TASK TO CARRY OUT: Rewrite each of the records below, replacing "detect" with "locate" and leaving everything else as is. Leave the pictures out of your answer.

==================================================

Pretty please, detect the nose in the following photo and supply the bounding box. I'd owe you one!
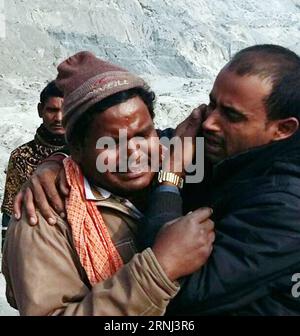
[55,110,62,122]
[202,109,220,132]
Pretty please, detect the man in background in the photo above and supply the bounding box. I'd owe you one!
[1,81,65,246]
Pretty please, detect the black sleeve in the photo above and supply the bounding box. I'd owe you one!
[138,190,182,249]
[169,192,300,315]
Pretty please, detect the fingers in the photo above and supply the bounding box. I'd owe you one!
[187,208,213,223]
[24,188,38,225]
[31,176,56,225]
[58,169,70,196]
[14,189,24,220]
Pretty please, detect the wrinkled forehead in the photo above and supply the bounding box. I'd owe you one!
[93,97,154,136]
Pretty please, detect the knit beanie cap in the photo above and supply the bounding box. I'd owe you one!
[56,51,149,141]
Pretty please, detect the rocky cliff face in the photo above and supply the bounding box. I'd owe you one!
[0,0,300,195]
[0,0,300,315]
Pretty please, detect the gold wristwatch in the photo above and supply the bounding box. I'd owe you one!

==================================================

TASK SOLUTION:
Pretty please, locate the nose in the following photo and supply the bounding box. I'd owe you one!
[55,110,62,122]
[202,109,220,132]
Pretty please, locate the man in background in the photo above and supply the bounding box. I'd owe you one!
[1,81,65,246]
Pretty please, locate the black sleeve in the photo above and supply the bounding box. I'd owe you one!
[138,190,182,249]
[169,192,300,315]
Pretty please, locate the fingers in the photo above and supply the bounding box. I'd owe you one!
[187,208,213,223]
[24,188,38,225]
[31,176,56,225]
[58,169,70,196]
[14,189,24,220]
Pretty please, locate the wrinkled forehead in the photo above and supply the bounding box. I'd owe you one!
[93,97,154,136]
Pretty please, locate the knit beanie cap in the photo above and supply the bounding box. I'd owe you one!
[56,51,149,141]
Pretty please, locate the rocky cliff face in the photo above and supply the bounding box. I'd owe you one!
[0,0,300,195]
[0,0,300,315]
Pretty please, locate the gold wristwatch in the photo above and supply the bounding box. I'd owe you one!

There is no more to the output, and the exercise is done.